Your task: Whenever a line in the data holds the string "front", pull that line out.

[Point-per-instance localization data]
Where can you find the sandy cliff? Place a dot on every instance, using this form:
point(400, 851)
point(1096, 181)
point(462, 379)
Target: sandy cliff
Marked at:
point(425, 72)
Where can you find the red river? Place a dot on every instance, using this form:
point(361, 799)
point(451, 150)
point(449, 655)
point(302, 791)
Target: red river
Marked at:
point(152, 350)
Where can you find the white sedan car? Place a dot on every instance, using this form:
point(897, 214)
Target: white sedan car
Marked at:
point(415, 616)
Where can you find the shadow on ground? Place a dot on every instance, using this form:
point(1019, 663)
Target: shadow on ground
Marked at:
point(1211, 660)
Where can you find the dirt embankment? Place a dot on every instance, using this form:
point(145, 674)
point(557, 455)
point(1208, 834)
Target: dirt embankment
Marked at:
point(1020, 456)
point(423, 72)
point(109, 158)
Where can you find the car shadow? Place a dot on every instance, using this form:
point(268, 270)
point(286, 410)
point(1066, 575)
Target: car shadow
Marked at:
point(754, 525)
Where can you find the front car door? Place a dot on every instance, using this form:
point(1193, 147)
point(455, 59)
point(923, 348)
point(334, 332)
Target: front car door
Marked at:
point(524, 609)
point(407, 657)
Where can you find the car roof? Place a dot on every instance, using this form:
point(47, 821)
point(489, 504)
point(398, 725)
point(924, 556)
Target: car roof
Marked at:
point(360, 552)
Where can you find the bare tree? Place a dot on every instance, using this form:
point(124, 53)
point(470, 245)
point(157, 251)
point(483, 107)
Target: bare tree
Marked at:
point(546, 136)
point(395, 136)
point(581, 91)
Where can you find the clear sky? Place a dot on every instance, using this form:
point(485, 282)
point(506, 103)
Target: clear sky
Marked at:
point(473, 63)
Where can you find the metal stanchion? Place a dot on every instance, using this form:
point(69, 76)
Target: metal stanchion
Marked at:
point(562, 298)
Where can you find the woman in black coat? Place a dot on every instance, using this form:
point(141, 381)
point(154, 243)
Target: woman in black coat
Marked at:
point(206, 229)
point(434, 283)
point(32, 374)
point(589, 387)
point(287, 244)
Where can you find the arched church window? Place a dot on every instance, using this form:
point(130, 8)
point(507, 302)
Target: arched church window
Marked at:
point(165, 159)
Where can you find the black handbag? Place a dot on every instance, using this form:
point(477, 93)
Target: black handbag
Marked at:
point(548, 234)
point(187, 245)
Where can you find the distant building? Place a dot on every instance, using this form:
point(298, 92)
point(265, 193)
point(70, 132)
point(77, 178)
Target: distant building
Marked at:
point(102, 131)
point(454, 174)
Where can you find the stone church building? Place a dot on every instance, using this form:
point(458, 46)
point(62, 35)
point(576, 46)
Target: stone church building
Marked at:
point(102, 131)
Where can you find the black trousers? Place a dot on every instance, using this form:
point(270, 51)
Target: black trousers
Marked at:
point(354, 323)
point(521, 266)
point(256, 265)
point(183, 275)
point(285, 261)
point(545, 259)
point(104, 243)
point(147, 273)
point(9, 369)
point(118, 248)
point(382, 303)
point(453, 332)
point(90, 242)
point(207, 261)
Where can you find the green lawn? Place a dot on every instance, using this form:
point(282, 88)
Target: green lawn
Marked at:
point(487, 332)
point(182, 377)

==

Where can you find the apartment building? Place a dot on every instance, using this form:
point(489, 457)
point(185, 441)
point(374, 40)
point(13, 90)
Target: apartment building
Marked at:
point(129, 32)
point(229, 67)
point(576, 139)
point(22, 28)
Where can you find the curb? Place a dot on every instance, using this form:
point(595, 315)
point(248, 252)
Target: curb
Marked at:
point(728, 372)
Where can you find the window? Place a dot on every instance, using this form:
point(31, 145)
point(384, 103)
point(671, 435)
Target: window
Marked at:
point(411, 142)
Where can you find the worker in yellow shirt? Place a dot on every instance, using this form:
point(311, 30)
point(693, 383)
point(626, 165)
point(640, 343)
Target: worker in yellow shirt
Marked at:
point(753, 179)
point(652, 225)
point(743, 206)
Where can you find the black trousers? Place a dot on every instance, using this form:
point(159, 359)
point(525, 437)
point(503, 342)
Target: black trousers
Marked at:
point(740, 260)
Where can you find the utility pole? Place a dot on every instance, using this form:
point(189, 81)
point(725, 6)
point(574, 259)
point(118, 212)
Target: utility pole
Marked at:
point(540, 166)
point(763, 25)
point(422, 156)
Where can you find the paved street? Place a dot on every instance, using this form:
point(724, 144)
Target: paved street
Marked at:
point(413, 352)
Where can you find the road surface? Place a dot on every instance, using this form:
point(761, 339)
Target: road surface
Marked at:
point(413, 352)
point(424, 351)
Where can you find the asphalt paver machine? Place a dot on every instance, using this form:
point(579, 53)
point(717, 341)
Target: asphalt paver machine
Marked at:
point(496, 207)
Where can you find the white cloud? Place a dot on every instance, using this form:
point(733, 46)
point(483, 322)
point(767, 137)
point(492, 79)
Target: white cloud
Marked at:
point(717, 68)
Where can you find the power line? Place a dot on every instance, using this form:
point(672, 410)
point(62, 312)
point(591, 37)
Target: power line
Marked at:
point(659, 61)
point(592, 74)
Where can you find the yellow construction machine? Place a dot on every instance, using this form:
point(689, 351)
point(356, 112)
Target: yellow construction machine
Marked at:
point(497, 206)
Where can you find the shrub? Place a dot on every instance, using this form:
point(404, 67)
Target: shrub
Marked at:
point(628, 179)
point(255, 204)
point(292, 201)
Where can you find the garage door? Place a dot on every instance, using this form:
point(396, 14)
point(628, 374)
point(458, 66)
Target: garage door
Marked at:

Solution to this exercise:
Where can you find the front car door? Place a dot on every instance, using this form:
Target: front car door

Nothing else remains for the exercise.